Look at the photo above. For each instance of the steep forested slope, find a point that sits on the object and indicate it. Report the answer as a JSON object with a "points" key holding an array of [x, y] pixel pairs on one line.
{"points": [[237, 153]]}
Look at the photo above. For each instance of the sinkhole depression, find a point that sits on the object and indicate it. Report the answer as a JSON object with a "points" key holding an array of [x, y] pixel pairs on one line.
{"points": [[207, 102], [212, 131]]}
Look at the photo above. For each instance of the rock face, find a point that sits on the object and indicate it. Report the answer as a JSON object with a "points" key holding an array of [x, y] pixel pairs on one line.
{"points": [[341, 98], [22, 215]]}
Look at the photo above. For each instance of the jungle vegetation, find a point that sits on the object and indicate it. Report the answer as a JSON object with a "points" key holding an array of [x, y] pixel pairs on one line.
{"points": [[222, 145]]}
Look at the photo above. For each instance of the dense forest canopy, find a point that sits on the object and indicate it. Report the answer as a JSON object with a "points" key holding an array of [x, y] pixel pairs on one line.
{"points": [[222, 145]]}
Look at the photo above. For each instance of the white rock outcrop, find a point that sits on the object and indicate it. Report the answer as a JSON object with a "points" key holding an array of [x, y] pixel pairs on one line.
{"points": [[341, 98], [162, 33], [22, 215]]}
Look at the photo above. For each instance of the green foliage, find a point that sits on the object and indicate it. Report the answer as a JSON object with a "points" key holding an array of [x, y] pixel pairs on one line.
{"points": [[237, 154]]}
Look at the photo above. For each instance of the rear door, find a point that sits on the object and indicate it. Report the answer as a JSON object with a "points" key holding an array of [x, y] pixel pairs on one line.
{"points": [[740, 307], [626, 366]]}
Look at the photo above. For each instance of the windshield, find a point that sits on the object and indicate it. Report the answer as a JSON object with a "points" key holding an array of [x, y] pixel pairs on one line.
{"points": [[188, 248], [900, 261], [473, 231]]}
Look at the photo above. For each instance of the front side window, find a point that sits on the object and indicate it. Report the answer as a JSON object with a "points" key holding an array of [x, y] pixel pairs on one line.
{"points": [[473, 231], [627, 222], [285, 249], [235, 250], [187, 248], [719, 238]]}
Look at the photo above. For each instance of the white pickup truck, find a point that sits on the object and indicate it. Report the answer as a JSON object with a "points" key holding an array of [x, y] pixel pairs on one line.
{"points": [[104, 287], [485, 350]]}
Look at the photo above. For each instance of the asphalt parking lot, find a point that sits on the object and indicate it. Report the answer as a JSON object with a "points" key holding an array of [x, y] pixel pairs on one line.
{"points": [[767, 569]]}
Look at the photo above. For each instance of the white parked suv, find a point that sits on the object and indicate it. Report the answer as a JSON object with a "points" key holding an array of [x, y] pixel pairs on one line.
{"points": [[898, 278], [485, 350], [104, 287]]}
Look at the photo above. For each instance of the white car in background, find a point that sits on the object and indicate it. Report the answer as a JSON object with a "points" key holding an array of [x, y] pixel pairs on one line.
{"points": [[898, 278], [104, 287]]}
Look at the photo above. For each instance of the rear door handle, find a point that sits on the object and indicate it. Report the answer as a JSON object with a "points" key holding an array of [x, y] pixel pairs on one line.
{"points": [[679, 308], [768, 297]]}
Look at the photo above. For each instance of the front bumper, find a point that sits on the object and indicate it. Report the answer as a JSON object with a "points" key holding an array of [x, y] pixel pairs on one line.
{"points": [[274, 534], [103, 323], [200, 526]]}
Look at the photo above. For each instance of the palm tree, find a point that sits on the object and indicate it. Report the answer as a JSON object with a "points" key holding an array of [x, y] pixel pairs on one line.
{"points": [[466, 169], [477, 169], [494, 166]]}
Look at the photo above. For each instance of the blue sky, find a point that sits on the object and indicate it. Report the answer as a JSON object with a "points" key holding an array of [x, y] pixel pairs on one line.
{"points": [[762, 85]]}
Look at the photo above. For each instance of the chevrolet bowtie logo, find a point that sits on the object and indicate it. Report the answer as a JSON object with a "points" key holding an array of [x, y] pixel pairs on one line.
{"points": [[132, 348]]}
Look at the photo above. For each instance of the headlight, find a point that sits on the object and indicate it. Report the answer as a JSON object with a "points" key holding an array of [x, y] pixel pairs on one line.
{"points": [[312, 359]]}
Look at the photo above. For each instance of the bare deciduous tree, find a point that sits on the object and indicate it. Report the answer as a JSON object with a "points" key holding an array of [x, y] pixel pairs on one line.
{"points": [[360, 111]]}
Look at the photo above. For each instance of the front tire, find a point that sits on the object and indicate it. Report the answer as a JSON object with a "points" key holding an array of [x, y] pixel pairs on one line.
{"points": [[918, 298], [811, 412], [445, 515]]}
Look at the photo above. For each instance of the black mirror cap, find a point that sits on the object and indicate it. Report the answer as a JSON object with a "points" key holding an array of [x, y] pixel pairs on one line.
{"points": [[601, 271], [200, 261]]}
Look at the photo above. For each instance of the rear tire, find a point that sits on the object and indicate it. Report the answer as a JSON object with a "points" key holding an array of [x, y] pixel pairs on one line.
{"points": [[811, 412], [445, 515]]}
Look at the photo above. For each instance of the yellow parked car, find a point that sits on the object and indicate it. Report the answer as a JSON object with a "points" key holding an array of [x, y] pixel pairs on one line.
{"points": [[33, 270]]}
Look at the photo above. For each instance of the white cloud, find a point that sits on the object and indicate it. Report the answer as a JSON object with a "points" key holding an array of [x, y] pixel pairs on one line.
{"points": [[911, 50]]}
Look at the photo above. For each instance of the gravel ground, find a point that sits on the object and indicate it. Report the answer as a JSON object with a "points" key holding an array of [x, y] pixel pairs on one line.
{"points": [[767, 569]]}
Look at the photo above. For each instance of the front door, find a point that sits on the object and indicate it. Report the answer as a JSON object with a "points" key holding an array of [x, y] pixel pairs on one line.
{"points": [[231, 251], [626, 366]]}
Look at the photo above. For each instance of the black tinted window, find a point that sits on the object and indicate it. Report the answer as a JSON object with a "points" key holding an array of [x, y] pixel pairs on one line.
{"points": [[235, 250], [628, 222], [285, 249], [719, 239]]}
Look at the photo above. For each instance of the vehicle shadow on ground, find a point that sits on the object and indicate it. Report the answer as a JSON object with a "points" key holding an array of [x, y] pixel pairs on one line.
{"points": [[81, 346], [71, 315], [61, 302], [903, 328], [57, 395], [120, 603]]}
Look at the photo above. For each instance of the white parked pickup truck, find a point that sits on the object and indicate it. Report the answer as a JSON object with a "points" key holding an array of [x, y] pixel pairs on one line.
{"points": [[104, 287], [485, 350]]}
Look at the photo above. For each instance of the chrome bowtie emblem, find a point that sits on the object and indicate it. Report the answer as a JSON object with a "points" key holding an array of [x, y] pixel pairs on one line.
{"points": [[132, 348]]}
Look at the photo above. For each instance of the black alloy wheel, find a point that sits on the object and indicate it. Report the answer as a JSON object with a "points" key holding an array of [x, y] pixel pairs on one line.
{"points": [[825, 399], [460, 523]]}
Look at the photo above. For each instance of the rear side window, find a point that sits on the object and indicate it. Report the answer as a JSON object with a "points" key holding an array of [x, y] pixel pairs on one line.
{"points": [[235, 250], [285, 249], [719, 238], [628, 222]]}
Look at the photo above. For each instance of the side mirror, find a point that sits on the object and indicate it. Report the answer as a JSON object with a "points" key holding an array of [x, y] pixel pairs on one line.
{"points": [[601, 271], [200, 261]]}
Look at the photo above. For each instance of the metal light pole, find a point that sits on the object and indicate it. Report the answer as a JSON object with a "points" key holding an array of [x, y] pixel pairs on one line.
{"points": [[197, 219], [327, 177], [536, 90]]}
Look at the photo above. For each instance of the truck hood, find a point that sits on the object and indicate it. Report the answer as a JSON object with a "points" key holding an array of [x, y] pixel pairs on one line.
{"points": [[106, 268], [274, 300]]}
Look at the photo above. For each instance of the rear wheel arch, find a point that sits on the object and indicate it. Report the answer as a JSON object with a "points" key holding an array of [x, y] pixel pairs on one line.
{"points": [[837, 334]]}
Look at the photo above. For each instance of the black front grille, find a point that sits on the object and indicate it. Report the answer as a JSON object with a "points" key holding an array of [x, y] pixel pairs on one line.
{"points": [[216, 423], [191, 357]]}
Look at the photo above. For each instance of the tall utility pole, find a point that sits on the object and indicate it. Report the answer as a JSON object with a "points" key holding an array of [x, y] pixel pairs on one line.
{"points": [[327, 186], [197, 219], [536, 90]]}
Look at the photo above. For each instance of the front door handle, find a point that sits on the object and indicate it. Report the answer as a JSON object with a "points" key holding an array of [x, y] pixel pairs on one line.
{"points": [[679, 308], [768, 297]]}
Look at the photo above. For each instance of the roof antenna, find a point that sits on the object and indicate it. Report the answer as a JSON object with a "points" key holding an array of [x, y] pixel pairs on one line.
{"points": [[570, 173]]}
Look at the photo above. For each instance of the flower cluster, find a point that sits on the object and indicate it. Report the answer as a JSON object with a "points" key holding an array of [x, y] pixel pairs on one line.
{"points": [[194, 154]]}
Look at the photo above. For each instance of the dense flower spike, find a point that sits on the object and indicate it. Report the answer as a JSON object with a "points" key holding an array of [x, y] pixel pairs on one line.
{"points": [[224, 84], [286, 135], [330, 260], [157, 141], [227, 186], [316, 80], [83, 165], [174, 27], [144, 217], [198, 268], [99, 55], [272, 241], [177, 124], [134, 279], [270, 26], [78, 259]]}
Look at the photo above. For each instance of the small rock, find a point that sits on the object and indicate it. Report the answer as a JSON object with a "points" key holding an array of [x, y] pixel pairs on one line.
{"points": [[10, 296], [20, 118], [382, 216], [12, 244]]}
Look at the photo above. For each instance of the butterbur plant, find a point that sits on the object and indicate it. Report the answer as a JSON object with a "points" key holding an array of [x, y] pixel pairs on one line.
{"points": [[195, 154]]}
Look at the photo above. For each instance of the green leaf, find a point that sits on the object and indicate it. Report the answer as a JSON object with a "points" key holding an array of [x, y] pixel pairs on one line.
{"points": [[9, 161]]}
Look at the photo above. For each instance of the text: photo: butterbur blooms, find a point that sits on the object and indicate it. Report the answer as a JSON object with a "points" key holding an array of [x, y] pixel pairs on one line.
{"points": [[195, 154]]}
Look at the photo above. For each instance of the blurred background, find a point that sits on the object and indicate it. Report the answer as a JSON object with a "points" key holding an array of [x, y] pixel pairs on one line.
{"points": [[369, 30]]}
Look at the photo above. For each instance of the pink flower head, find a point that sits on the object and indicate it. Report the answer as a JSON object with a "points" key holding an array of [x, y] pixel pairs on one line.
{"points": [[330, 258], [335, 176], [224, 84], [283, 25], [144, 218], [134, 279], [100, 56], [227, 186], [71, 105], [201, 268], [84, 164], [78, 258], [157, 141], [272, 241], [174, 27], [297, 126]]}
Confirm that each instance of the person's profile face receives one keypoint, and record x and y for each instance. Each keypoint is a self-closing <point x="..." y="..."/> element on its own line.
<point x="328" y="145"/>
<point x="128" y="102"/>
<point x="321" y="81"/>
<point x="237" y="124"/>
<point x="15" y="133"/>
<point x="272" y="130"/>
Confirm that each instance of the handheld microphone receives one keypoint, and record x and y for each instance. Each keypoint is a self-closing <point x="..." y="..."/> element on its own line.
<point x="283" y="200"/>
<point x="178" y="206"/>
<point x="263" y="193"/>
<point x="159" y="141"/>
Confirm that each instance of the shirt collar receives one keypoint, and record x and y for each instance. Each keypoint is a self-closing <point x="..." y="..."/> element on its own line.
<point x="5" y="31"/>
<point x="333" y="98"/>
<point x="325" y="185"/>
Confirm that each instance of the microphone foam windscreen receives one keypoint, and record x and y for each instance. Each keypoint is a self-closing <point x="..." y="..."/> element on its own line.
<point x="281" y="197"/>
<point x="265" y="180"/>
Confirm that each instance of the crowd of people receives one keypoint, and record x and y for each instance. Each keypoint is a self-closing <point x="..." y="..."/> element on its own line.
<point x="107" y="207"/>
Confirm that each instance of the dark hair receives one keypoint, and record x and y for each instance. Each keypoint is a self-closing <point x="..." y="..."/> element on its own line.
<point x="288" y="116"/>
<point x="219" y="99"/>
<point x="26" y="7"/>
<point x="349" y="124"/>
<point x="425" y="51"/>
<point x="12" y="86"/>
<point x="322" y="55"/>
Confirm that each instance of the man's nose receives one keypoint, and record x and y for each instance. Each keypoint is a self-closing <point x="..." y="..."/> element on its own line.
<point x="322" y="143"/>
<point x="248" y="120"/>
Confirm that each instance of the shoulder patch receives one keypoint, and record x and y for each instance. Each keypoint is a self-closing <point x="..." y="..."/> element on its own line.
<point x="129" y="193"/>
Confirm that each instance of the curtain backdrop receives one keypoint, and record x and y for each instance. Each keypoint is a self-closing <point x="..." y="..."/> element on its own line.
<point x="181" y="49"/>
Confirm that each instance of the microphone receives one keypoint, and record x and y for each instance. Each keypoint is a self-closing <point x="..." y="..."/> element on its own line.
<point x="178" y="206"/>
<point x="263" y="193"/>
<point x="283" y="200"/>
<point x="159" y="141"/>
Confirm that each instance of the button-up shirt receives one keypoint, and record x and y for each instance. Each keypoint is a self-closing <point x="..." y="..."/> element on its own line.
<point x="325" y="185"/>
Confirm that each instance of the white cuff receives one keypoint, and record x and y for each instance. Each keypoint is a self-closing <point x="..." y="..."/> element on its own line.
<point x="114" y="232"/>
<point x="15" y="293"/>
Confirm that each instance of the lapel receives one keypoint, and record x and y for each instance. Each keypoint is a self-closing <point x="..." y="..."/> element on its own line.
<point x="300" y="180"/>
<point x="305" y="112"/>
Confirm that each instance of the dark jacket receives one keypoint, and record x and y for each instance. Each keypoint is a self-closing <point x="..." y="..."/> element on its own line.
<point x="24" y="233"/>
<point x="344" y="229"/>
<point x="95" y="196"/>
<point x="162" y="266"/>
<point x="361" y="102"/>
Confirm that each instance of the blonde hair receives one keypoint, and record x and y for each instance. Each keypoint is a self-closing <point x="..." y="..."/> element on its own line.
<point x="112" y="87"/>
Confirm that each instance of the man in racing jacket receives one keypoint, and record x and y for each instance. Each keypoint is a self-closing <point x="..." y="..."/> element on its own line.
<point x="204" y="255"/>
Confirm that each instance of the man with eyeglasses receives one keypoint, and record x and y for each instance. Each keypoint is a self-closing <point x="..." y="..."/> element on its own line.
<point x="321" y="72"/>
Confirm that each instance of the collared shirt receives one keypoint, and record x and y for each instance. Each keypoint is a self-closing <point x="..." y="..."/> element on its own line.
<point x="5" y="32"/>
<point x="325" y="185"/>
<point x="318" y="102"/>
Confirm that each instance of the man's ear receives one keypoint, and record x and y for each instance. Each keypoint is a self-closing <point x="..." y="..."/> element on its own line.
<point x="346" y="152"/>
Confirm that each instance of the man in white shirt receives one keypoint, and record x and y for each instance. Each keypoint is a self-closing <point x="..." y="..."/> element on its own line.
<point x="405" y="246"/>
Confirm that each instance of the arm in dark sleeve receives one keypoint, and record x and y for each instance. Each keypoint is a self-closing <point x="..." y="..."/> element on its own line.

# # #

**Exercise objective**
An exact copy of the lines from the one containing "Confirm that each instance of the man's ear" through the end of the data above is the whole answer.

**Task response**
Confirm that each instance of the man's ear receives one keypoint, and record x and y for each instance. Each keypoint is a self-closing <point x="..." y="..."/> element on its own line.
<point x="346" y="152"/>
Confirm that each instance of the man in white shirt receives one keypoint, and record x and y for each instance. Each keypoint is a self-closing <point x="..." y="..."/> element on its own line.
<point x="405" y="246"/>
Confirm that each instance of the arm in dark sleeve receives one keypoint, and record x and y for each instance. Each keypoint is a self-closing <point x="..." y="..."/> element on its own line.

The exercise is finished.